• _EXERCISE 1_
Reproduce the entries that follow the forum thread, changing "instance" to "occurrence" and leaving everything else intact.

Easy, fun, and good presentation


----------



## cinnabun (Apr 11, 2011)

The Dancer: 7w6-3w4-9w8 sx/sp.

Hmmm, didn't really relate to this. Most of the description seemed very 3 focused, despite the core typing being 7 lol. Weird xD.


----------



## nichya (Jul 12, 2014)

9w1 4w5 7w8 sx/sp the dryad

 love the application and the cool icons there but 9 couldn't be more far off, it is one of the types I find nothing in common with. I am a 4w5 - 478 sx/sp. The explanation fits though, I mean skipping my whole enneagram knowledge, it actually does sound like 4-7


----------



## Darkbloom (Aug 11, 2013)

I got only 3w2 and 7w8 with sx/sp :/
Maybe it's because I'm on my phone?

Anyway,I assume third one would be 8w9 because of the options I clicked


----------



## stiletto (Oct 26, 2013)

Close enough? Cringed a little at the grammar and was kind of annoyed I couldn't copy/paste my results.

Anyway, I got:

8w7 3w2 6w7 - The Fighter

Fighters are initiative, direct, strong debaters and natural leaders. Once the instinctively sense unjustice, the feel obliged to physically and verbally battle against it. True soldiers by heart, the want to get along with others but have the tendency to be reactively outspoken or be quickly aggressive. At best, they are excellent, compassionate, diplomatic protectors of others.


----------



## Mutant Hive Queen (Oct 29, 2013)

Let's see if this links...


Based on stuff from when I was younger I got this, though.


----------



## Quang (Sep 4, 2014)

stiletto said:


> Close enough? Cringed a little at the grammer and was kind of annoyed I couldn't copy/paster my results.

• _DATASET RECORDS_
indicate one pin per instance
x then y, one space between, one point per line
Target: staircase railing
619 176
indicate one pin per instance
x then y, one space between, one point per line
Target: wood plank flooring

• _EXERCISE 2_
List the usernames of everyone who posted in the forum thread above.

• _OUTPUT 1_
indicate one pin per occurrence
x then y, one space between, one point per line
Target: staircase railing
619 176
indicate one pin per occurrence
x then y, one space between, one point per line
Target: wood plank flooring

• _OUTPUT 2_
cinnabun
nichya
Darkbloom
stiletto
Mutant Hive Queen
Quang